> **PAGE EXCERPT**:
Vocabulary: clamâ dongje (to call together), il fi (son), (to say), vignî (to come), ca di me (here unto me), contâ (to tell, to relate), cul lâ dal timp (with the passage of time), dâsi dongje (to gather round), scoltâ (to listen), il pari (father), il prin fi (firstborn), la fuarce (force, strength), la primizie (first issue, firstfruit), la zoventût (youth), spreçâ (to burst), il morbìn (vigour, energy), il coragjo (courage, valour), compagn di (just like, in the same way as), la aghe (water), cirî (to seek), saltâ fûr (to come forth), jessi il prin (to excel), montâ (to go up, to get on), il jet (bed), montâ sul jet (to mount the bed), disonorâ (to dishonour), il stramaç (bed), cuintri di (against), il fradi (brother), un imprest (instrument, tool), la violence (violence), la spade (sword).

Verse 1: Jacop al clamà dongje i siei fîs: Jacob called his sons together. He says to them: vignît ca di me (come to me), che us conti (so that I may tell you) ce che al sarà di vualtris cul lâ dal timp (what shall become of you [what shall be of you] with the passage of time).

> **YOUR TASKS**:
1. From the Friulian vocabulary page, copy the text exactly from "Verse 1: Jacop" up to and including "passage of time).".
2. In the Friulian vocabulary page, what Friulian word is given for "sword"?
3. Say whether each statement agrees with the Friulian vocabulary page, answering yes or no and quoting the words that decide it:
(a) "il jet" means bed.
(b) "il fradi" means father.
(c) In verse 1, Jacob calls his sons together.

> **SOURCE MATERIAL**:

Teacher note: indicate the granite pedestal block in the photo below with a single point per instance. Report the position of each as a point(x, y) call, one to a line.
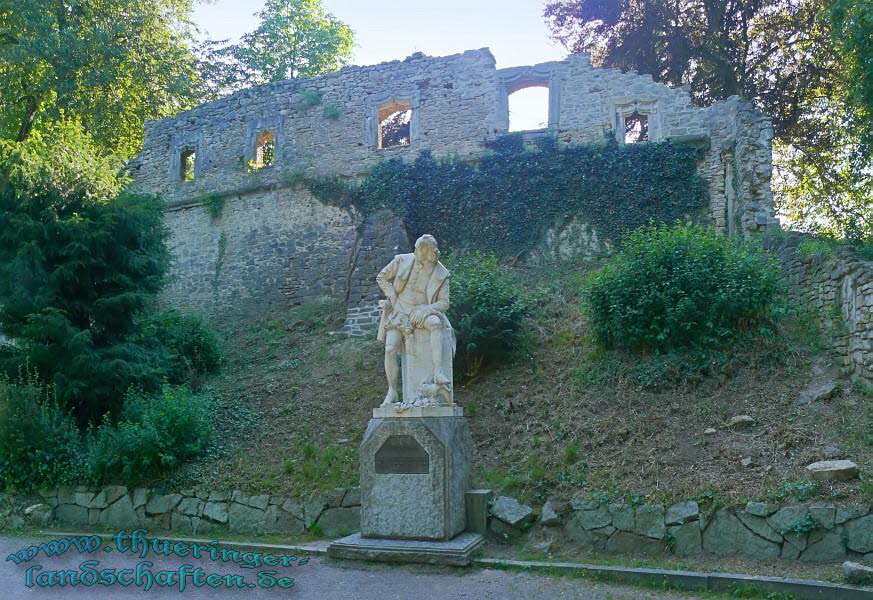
point(414, 473)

> **IN RESPONSE**:
1.
Verse 1: Jacop al clamà dongje i siei fîs: Jacob called his sons together. He says to them: vignît ca di me (come to me), che us conti (so that I may tell you) ce che al sarà di vualtris cul lâ dal timp (what shall become of you [what shall be of you] with the passage of time).

2. la spade

3.
(a) Yes: "il jet (bed)"
(b) No: "il fradi (brother)"
(c) Yes: "Jacob called his sons together."